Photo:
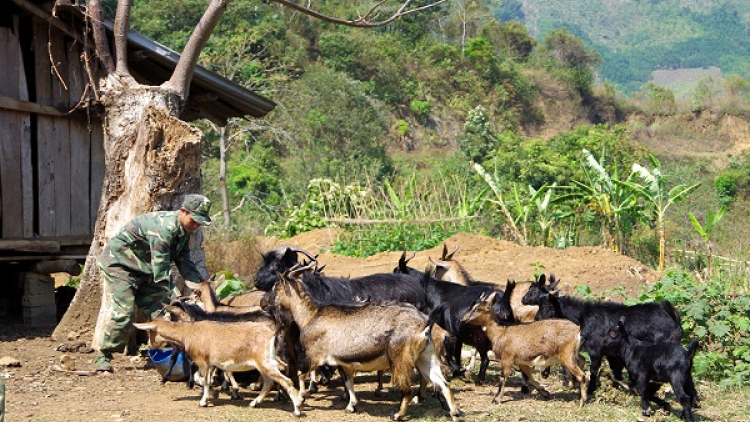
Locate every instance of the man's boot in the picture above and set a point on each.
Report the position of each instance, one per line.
(102, 362)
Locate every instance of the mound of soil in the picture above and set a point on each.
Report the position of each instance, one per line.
(492, 260)
(38, 391)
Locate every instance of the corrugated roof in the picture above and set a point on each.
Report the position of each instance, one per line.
(211, 96)
(231, 99)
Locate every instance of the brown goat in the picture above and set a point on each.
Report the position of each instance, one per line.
(540, 343)
(230, 346)
(448, 269)
(204, 294)
(364, 337)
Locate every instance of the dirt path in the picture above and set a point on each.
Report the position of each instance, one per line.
(35, 392)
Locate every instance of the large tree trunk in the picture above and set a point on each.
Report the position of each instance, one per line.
(152, 160)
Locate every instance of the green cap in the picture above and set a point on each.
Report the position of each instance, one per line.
(198, 206)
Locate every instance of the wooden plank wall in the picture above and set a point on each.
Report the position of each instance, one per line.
(16, 190)
(51, 167)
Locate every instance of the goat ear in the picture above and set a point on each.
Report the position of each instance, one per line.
(552, 282)
(192, 285)
(145, 326)
(450, 255)
(621, 323)
(289, 256)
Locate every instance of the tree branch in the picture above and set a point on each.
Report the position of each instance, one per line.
(96, 16)
(183, 72)
(122, 23)
(365, 21)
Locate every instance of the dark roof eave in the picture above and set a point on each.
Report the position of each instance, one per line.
(235, 96)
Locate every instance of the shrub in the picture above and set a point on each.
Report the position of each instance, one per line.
(726, 187)
(718, 315)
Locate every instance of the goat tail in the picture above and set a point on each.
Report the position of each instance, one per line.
(692, 349)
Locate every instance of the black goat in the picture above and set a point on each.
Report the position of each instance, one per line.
(276, 262)
(449, 303)
(650, 322)
(652, 364)
(384, 287)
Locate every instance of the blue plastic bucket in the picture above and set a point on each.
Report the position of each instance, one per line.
(160, 358)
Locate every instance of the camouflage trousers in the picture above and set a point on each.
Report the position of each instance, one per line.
(2, 399)
(128, 290)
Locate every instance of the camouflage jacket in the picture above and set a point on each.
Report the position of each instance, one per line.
(148, 243)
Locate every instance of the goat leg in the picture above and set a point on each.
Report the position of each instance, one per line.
(235, 388)
(504, 373)
(405, 399)
(429, 366)
(379, 389)
(172, 362)
(484, 363)
(596, 362)
(349, 384)
(526, 370)
(208, 378)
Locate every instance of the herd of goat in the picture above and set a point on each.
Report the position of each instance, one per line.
(300, 322)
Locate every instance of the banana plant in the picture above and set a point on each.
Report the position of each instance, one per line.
(500, 201)
(546, 218)
(705, 232)
(402, 205)
(607, 196)
(659, 198)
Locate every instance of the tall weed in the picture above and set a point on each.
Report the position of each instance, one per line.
(718, 314)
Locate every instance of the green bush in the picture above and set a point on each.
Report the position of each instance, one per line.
(716, 314)
(726, 187)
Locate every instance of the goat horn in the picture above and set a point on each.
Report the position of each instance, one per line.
(552, 282)
(438, 264)
(192, 285)
(450, 255)
(299, 268)
(304, 252)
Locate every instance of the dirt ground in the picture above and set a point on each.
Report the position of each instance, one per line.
(37, 392)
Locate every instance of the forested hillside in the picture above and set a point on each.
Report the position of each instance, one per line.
(451, 120)
(638, 36)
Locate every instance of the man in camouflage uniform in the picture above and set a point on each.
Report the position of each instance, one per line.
(136, 262)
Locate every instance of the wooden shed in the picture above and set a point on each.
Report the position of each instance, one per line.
(51, 141)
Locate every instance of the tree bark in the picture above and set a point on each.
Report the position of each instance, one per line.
(223, 175)
(152, 160)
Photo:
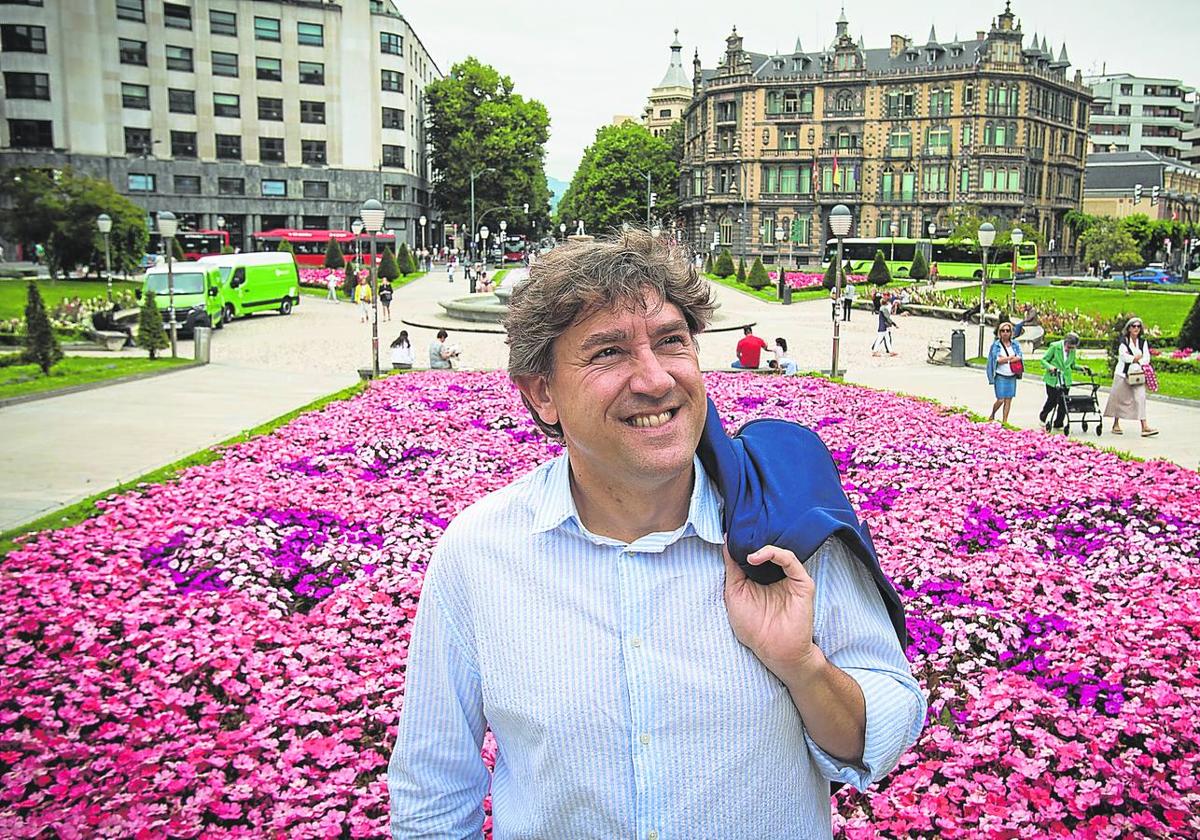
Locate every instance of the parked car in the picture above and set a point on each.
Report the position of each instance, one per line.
(1152, 275)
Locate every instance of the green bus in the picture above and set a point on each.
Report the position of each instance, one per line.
(959, 259)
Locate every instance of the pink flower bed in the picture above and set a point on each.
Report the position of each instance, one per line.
(222, 655)
(803, 280)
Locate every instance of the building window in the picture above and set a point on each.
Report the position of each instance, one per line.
(225, 64)
(226, 105)
(177, 16)
(270, 109)
(394, 156)
(180, 101)
(183, 144)
(312, 72)
(312, 112)
(393, 118)
(141, 181)
(269, 70)
(311, 34)
(229, 148)
(267, 29)
(27, 85)
(312, 151)
(179, 58)
(131, 10)
(135, 96)
(222, 23)
(270, 149)
(391, 43)
(393, 81)
(137, 141)
(132, 52)
(21, 39)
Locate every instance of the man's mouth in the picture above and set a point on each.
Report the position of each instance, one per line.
(651, 420)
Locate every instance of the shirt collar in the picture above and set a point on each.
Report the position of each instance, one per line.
(557, 505)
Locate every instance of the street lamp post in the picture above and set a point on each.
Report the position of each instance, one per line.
(167, 227)
(1018, 237)
(987, 237)
(105, 225)
(839, 222)
(372, 220)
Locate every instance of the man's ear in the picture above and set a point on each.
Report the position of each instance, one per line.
(535, 390)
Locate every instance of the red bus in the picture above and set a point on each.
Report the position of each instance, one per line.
(195, 244)
(310, 245)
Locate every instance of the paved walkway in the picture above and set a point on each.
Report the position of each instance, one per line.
(59, 450)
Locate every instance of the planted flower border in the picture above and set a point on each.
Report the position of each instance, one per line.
(222, 655)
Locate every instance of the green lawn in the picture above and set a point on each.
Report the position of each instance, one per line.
(1167, 311)
(1171, 384)
(21, 379)
(13, 293)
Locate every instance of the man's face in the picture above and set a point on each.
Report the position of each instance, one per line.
(628, 393)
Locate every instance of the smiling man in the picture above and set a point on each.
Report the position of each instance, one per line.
(637, 683)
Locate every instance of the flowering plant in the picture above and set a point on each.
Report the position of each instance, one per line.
(223, 654)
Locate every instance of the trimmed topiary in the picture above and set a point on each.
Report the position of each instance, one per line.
(880, 274)
(757, 277)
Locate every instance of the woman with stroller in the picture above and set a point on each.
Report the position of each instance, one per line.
(1006, 364)
(1127, 400)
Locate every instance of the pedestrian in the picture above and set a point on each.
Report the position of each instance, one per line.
(1006, 365)
(385, 293)
(402, 352)
(442, 352)
(883, 330)
(750, 349)
(1060, 364)
(1127, 400)
(640, 683)
(363, 298)
(847, 299)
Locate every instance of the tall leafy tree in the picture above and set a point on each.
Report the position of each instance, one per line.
(610, 185)
(58, 208)
(479, 124)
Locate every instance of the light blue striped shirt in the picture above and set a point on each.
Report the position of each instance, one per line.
(622, 703)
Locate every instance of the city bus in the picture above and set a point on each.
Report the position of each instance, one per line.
(196, 244)
(959, 259)
(309, 246)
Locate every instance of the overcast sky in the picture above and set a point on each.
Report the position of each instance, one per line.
(591, 60)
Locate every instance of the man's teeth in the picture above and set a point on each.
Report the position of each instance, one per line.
(649, 420)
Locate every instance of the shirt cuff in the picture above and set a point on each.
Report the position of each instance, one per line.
(895, 713)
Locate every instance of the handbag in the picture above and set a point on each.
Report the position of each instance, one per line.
(1135, 375)
(1151, 377)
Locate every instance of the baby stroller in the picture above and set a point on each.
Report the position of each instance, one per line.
(1080, 401)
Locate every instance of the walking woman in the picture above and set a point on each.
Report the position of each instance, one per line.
(1006, 365)
(1127, 400)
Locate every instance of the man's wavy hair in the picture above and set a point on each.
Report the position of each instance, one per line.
(579, 279)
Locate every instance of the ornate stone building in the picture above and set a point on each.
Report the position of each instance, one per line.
(900, 136)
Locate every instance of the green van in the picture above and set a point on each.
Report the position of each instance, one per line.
(196, 289)
(256, 282)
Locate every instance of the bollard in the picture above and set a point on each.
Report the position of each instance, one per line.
(202, 342)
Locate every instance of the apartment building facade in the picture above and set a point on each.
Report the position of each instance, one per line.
(899, 135)
(253, 113)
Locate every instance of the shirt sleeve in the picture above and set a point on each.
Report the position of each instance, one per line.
(852, 628)
(437, 779)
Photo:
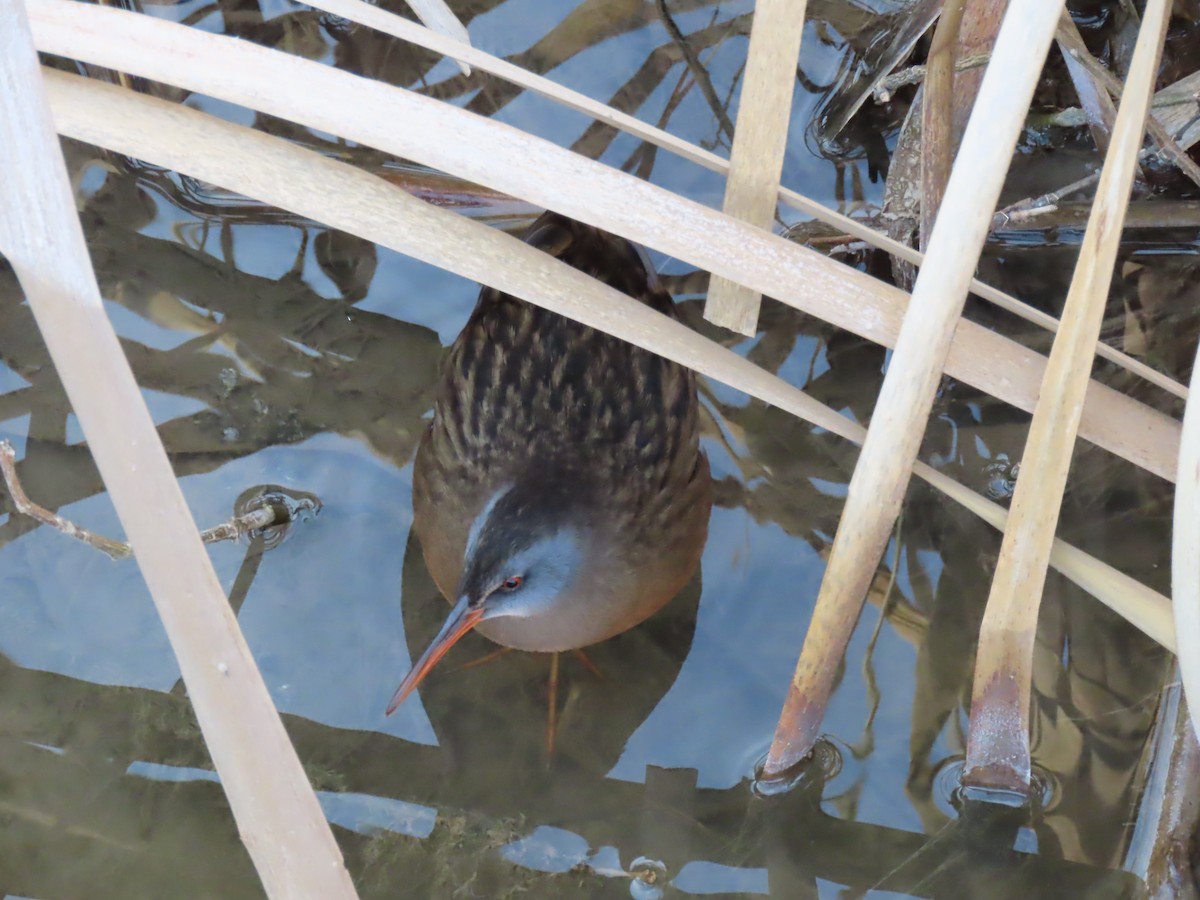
######
What is needed
Gather every row above that contains the word "tall", where case must match.

The reply
Locate every instance of the tall weed in the picture above and set a point on each.
Locate every instance of the tall leafy tree in the picture above and set a point on each.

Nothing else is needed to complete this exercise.